▸ **What the task asks**: Please tally how many lines of the records contain the string "chest", with case counting, and reply with only that number.

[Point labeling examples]
---
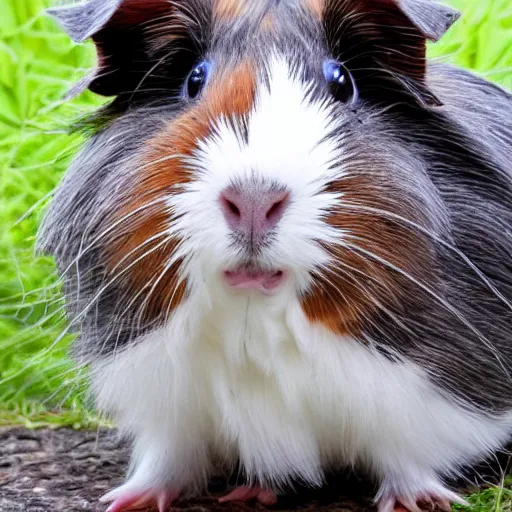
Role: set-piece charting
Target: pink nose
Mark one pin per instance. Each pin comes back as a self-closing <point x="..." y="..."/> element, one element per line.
<point x="255" y="211"/>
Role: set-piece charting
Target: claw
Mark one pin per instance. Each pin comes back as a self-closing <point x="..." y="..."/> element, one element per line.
<point x="424" y="502"/>
<point x="124" y="500"/>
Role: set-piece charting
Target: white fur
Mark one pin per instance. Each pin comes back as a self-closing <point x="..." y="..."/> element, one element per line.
<point x="240" y="375"/>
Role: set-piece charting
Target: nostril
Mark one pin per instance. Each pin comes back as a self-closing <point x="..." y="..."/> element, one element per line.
<point x="233" y="208"/>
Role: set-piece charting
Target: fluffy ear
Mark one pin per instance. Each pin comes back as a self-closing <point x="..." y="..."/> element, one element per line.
<point x="124" y="32"/>
<point x="389" y="36"/>
<point x="431" y="18"/>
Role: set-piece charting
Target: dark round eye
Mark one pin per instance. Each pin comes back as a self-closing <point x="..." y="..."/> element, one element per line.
<point x="341" y="81"/>
<point x="196" y="80"/>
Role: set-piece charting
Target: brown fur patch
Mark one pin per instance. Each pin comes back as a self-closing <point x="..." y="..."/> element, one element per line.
<point x="143" y="234"/>
<point x="357" y="286"/>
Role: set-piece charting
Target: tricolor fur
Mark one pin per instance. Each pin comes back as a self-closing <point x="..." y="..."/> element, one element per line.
<point x="388" y="345"/>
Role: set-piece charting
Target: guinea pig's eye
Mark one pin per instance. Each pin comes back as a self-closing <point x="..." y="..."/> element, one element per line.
<point x="341" y="81"/>
<point x="196" y="80"/>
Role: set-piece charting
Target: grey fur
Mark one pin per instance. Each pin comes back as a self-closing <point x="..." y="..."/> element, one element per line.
<point x="446" y="169"/>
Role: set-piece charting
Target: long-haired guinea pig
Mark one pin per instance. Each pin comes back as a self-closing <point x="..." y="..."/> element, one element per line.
<point x="287" y="246"/>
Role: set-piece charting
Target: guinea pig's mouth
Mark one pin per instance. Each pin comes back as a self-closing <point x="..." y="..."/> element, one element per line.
<point x="264" y="281"/>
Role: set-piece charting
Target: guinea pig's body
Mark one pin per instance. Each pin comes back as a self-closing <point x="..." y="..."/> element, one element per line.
<point x="296" y="257"/>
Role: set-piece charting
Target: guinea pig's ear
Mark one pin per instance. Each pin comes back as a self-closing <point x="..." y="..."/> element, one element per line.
<point x="122" y="32"/>
<point x="390" y="35"/>
<point x="431" y="18"/>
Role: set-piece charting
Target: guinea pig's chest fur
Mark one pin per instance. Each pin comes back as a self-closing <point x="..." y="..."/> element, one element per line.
<point x="248" y="379"/>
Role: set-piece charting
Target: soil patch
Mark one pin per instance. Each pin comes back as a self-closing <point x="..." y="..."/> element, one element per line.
<point x="68" y="470"/>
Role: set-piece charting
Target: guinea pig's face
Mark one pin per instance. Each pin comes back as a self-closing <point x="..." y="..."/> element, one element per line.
<point x="253" y="148"/>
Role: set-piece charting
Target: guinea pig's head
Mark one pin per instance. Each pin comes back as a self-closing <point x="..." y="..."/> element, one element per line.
<point x="252" y="147"/>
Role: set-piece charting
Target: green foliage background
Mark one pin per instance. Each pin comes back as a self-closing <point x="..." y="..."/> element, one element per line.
<point x="38" y="64"/>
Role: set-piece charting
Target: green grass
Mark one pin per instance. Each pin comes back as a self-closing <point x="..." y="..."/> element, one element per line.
<point x="37" y="66"/>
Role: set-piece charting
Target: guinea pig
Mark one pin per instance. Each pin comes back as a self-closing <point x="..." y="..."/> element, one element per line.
<point x="287" y="247"/>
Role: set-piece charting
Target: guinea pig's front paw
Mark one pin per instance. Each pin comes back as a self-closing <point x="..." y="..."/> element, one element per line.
<point x="122" y="499"/>
<point x="424" y="501"/>
<point x="264" y="496"/>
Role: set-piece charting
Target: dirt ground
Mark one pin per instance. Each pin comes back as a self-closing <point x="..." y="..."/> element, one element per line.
<point x="68" y="470"/>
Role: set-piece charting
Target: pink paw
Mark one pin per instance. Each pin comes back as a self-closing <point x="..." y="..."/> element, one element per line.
<point x="264" y="496"/>
<point x="421" y="503"/>
<point x="123" y="500"/>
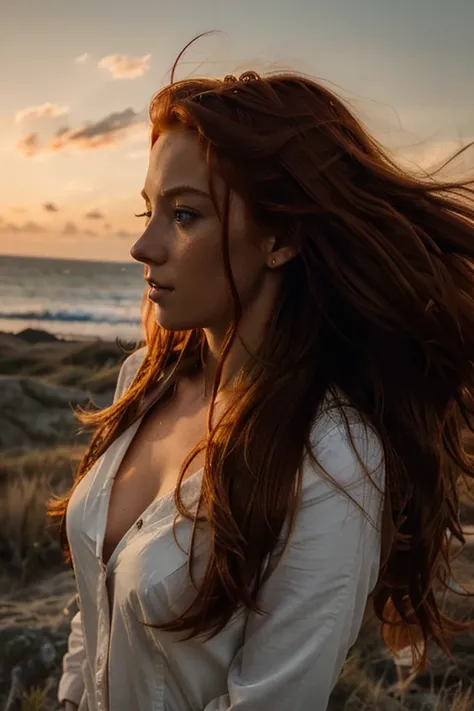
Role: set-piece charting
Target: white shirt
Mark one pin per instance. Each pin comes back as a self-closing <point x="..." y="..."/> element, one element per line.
<point x="316" y="597"/>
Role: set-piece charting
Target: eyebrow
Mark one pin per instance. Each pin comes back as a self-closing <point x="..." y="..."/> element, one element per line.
<point x="178" y="190"/>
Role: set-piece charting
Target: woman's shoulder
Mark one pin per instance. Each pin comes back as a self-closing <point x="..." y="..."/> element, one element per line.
<point x="347" y="448"/>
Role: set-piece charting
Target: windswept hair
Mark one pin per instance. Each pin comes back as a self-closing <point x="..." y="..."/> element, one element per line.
<point x="377" y="305"/>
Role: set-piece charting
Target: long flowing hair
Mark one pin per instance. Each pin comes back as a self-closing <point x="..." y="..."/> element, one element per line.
<point x="377" y="305"/>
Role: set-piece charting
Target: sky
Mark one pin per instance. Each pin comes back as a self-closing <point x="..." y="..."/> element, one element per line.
<point x="77" y="79"/>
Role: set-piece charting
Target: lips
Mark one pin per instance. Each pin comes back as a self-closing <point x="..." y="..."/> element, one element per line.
<point x="157" y="285"/>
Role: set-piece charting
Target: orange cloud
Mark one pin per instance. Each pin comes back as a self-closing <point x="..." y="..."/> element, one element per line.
<point x="122" y="66"/>
<point x="94" y="215"/>
<point x="42" y="111"/>
<point x="30" y="227"/>
<point x="104" y="133"/>
<point x="50" y="207"/>
<point x="124" y="234"/>
<point x="28" y="145"/>
<point x="69" y="229"/>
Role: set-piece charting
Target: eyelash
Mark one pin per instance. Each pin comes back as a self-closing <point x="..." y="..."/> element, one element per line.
<point x="178" y="209"/>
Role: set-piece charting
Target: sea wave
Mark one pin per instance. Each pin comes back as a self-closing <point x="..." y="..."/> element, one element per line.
<point x="72" y="316"/>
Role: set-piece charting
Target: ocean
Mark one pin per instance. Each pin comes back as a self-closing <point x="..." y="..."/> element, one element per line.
<point x="71" y="298"/>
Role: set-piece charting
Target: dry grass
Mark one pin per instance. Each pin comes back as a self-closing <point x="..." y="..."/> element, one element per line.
<point x="368" y="681"/>
<point x="28" y="541"/>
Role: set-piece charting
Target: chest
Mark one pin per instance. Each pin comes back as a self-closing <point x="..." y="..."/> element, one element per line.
<point x="151" y="465"/>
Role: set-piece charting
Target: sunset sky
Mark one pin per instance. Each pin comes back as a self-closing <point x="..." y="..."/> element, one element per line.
<point x="77" y="78"/>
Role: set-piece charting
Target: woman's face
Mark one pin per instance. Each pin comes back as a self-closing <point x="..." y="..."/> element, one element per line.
<point x="181" y="244"/>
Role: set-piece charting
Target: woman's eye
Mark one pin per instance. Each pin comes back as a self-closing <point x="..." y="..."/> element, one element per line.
<point x="189" y="215"/>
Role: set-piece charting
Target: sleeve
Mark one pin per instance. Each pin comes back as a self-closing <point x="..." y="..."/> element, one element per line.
<point x="317" y="594"/>
<point x="71" y="684"/>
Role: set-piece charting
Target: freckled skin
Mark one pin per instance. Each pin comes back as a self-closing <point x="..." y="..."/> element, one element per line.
<point x="181" y="247"/>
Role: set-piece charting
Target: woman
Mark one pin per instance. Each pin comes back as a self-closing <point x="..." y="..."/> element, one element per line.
<point x="309" y="338"/>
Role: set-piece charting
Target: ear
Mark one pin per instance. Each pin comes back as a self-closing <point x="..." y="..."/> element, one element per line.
<point x="278" y="256"/>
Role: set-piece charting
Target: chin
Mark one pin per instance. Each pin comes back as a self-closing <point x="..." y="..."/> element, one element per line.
<point x="172" y="324"/>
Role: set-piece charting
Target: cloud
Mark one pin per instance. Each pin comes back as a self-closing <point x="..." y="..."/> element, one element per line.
<point x="42" y="111"/>
<point x="30" y="227"/>
<point x="104" y="133"/>
<point x="50" y="207"/>
<point x="124" y="234"/>
<point x="74" y="187"/>
<point x="28" y="145"/>
<point x="69" y="229"/>
<point x="142" y="153"/>
<point x="94" y="215"/>
<point x="122" y="66"/>
<point x="107" y="132"/>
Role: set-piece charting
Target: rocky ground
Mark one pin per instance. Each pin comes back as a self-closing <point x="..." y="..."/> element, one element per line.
<point x="40" y="377"/>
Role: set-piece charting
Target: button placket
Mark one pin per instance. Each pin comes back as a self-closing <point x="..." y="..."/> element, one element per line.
<point x="103" y="635"/>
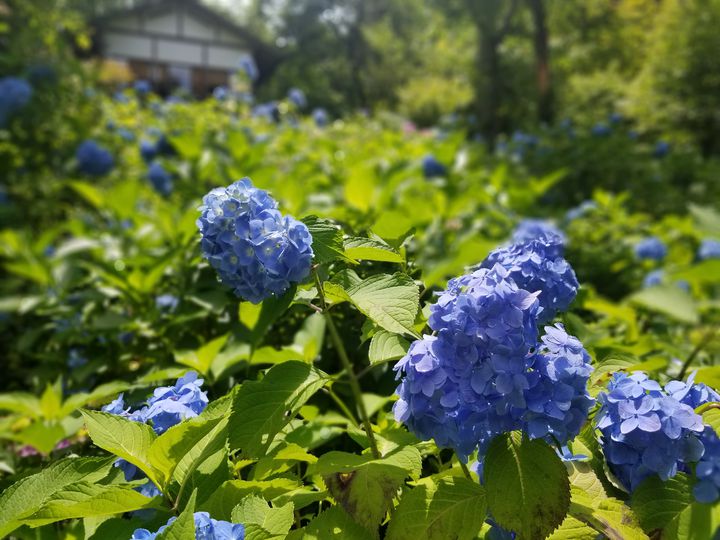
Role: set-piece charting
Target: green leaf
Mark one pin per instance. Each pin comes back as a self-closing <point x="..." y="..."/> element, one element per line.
<point x="28" y="494"/>
<point x="391" y="301"/>
<point x="662" y="505"/>
<point x="385" y="347"/>
<point x="262" y="408"/>
<point x="527" y="486"/>
<point x="183" y="528"/>
<point x="365" y="486"/>
<point x="201" y="359"/>
<point x="334" y="523"/>
<point x="367" y="249"/>
<point x="258" y="323"/>
<point x="177" y="453"/>
<point x="232" y="492"/>
<point x="453" y="508"/>
<point x="124" y="438"/>
<point x="261" y="521"/>
<point x="327" y="240"/>
<point x="670" y="301"/>
<point x="85" y="499"/>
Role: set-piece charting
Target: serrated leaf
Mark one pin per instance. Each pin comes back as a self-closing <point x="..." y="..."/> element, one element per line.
<point x="27" y="495"/>
<point x="334" y="523"/>
<point x="327" y="240"/>
<point x="527" y="486"/>
<point x="84" y="499"/>
<point x="231" y="493"/>
<point x="261" y="521"/>
<point x="386" y="346"/>
<point x="453" y="508"/>
<point x="365" y="486"/>
<point x="659" y="504"/>
<point x="367" y="249"/>
<point x="391" y="301"/>
<point x="670" y="301"/>
<point x="262" y="408"/>
<point x="183" y="528"/>
<point x="176" y="453"/>
<point x="124" y="438"/>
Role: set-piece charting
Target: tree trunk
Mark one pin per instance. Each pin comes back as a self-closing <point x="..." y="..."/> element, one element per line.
<point x="545" y="109"/>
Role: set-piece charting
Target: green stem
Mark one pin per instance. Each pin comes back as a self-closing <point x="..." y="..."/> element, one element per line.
<point x="345" y="359"/>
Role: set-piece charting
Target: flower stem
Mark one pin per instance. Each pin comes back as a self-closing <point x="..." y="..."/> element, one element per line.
<point x="354" y="384"/>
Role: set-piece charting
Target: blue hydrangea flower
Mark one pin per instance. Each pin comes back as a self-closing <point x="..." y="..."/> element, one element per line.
<point x="142" y="87"/>
<point x="254" y="248"/>
<point x="650" y="248"/>
<point x="297" y="98"/>
<point x="206" y="528"/>
<point x="432" y="167"/>
<point x="537" y="265"/>
<point x="653" y="279"/>
<point x="220" y="93"/>
<point x="533" y="229"/>
<point x="468" y="383"/>
<point x="15" y="93"/>
<point x="709" y="249"/>
<point x="93" y="159"/>
<point x="662" y="148"/>
<point x="558" y="404"/>
<point x="320" y="117"/>
<point x="148" y="150"/>
<point x="160" y="179"/>
<point x="646" y="430"/>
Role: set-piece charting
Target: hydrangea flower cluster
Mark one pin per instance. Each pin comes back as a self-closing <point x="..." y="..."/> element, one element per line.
<point x="647" y="430"/>
<point x="536" y="263"/>
<point x="93" y="159"/>
<point x="15" y="93"/>
<point x="432" y="167"/>
<point x="650" y="248"/>
<point x="206" y="528"/>
<point x="160" y="179"/>
<point x="254" y="248"/>
<point x="167" y="407"/>
<point x="709" y="249"/>
<point x="484" y="372"/>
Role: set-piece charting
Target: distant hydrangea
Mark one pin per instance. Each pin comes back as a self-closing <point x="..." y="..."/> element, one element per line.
<point x="320" y="117"/>
<point x="709" y="249"/>
<point x="432" y="167"/>
<point x="254" y="248"/>
<point x="533" y="229"/>
<point x="93" y="159"/>
<point x="297" y="98"/>
<point x="167" y="302"/>
<point x="160" y="179"/>
<point x="653" y="279"/>
<point x="647" y="430"/>
<point x="15" y="93"/>
<point x="142" y="87"/>
<point x="248" y="66"/>
<point x="650" y="248"/>
<point x="580" y="211"/>
<point x="536" y="264"/>
<point x="206" y="528"/>
<point x="662" y="149"/>
<point x="148" y="150"/>
<point x="220" y="93"/>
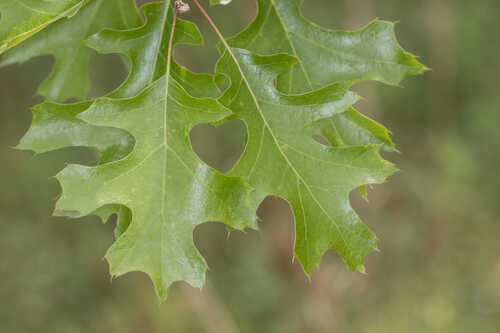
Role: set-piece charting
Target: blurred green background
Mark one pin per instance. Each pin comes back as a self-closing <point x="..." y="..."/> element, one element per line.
<point x="437" y="219"/>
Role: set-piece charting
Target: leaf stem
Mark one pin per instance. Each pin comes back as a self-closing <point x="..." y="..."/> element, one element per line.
<point x="171" y="42"/>
<point x="214" y="26"/>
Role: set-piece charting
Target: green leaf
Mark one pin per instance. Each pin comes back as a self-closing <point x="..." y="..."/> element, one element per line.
<point x="325" y="56"/>
<point x="220" y="2"/>
<point x="282" y="158"/>
<point x="20" y="20"/>
<point x="56" y="126"/>
<point x="160" y="189"/>
<point x="65" y="41"/>
<point x="330" y="56"/>
<point x="167" y="188"/>
<point x="146" y="51"/>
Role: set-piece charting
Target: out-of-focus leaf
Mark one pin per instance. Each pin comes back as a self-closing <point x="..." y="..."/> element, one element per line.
<point x="65" y="41"/>
<point x="20" y="20"/>
<point x="220" y="2"/>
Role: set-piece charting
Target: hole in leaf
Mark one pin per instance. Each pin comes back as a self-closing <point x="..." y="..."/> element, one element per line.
<point x="219" y="146"/>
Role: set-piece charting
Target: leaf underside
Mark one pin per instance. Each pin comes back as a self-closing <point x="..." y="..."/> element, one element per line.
<point x="285" y="77"/>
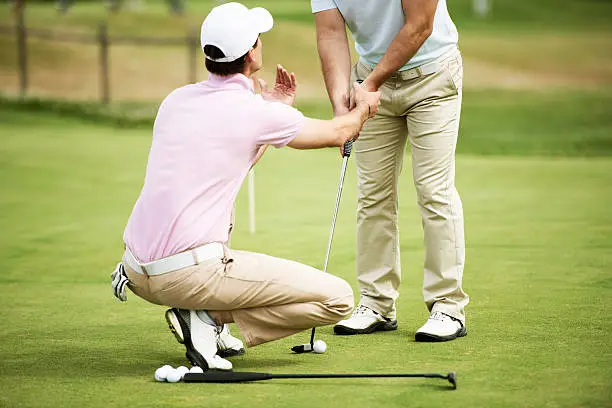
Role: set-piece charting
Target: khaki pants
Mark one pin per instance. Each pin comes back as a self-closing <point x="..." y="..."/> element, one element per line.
<point x="267" y="297"/>
<point x="424" y="110"/>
---
▸ **The reply**: 2